11 people fined for illegal cycling in Bedok
Bedok residents fed up with cyclists not following rules and causing accidents even after repeat attempts to enforce them
She has been hit by cyclists at Bedok Town Centre three times this year.
Twice, Madam Kelly Ho, 58, was hit from behind at a wheelchair ramp.
Two months ago, it happened again at a nearby traffic light junction.
Once, she even saw a seven-year-old boy get hit by a cyclist.
In Madam Ho's case, she ended up exchanging words with the cyclists.
The part-time cashier told The New Paper yesterday: "One cyclist even scolded me after he hit me. He told me that this was not my grandfather's road."
She tried to call the police as cycling is not allowed in these areas. But the cyclists always rode off before she could do so.
"Ever since I got hit by them, I have been suffering from back pain. I have to go to the doctor for treatment, paying around $80 each time.
"Why can't they just dismount and push their bikes?"
Madam Ho is not the only one frustrated at the sheer number of cyclists at Bedok Town Centre, a popular shopping precinct with high pedestrian traffic.
For the past three years, staff from the East Coast Town Council (ECTC) have been handing out warning letters and police advisories, asking cyclists to dismount and push their bicycles in pedestrian-only areas such as walkways.
But these measures have had little effect.
So for the first time, during a joint enforcement operation by the ECTC and the police on Thursday, 11 people were fined $100 each for cycling illegally.
Three pictures showing an ECTC employee, accompanied by a community police officer, issuing summonses to cyclists were posted on the ECTC Facebook page.
Said an ECTC spokesman: "The town council and the police have been faithfully issuing warnings and advisories during their joint enforcement action every month. Despite their efforts, it (cycling illegally) has gone undeterred."
On average, the town council received four to five complaints about cyclists each month, he said.
"Some were even hit-and-run cases. There were also cases of unreported accidents. Many accidents in these cases involved senior citizens, children and even pregnant ladies.

## [Supplied material]

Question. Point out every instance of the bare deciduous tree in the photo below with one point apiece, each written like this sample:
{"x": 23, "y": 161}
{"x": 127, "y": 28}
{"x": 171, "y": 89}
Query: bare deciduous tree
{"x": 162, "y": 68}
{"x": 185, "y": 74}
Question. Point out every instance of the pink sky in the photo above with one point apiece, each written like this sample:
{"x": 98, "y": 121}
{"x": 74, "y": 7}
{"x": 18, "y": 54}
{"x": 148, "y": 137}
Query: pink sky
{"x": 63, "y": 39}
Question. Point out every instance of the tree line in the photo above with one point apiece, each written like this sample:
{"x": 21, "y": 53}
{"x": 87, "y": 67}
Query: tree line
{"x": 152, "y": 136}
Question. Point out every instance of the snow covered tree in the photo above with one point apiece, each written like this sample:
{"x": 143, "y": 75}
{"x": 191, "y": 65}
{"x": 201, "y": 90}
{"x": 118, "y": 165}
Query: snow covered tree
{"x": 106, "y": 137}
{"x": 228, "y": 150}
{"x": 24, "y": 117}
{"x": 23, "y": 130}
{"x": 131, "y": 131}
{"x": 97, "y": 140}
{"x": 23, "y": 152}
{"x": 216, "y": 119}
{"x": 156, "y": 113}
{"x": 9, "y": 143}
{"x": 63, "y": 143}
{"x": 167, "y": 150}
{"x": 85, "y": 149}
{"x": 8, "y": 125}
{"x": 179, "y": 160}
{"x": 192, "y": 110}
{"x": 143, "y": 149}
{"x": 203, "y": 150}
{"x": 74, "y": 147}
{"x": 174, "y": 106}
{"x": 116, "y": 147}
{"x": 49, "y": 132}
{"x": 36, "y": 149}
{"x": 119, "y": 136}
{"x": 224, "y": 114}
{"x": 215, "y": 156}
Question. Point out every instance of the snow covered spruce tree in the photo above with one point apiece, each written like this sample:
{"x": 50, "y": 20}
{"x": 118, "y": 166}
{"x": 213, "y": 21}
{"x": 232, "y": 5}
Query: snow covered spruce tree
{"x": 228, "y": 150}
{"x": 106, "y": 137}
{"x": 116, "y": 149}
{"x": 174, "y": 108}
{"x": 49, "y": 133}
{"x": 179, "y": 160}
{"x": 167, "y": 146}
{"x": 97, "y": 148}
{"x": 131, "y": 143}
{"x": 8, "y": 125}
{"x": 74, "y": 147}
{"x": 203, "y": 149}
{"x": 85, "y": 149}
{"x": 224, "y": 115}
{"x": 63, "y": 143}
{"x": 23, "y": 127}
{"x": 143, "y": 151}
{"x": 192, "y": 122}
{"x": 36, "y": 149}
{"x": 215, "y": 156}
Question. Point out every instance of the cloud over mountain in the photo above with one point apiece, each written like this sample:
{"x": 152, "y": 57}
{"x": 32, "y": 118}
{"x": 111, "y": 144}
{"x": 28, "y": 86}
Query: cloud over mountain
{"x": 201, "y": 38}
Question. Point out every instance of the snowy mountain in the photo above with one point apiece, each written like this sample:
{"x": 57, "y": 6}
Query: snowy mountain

## [Required task 1]
According to the article on illegal cycling in Bedok, how much was each of the 11 people fined?
## [Required task 2]
Please arrange the stretch of the records from the line containing "Question. Point out every instance of the cloud" through the end of the records as a Markdown table with the columns Row and Line, leaving out any blank lines.

## [Result 1]
$100 each.

## [Result 2]
| Row | Line |
|---|---|
| 1 | Question. Point out every instance of the cloud over mountain in the photo above with one point apiece, each written like this sample: |
| 2 | {"x": 152, "y": 57} |
| 3 | {"x": 32, "y": 118} |
| 4 | {"x": 111, "y": 144} |
| 5 | {"x": 28, "y": 86} |
| 6 | Query: cloud over mountain |
| 7 | {"x": 201, "y": 38} |
| 8 | Question. Point out every instance of the snowy mountain in the photo above with one point apiece, each written like this sample: |
| 9 | {"x": 57, "y": 6} |
| 10 | Query: snowy mountain |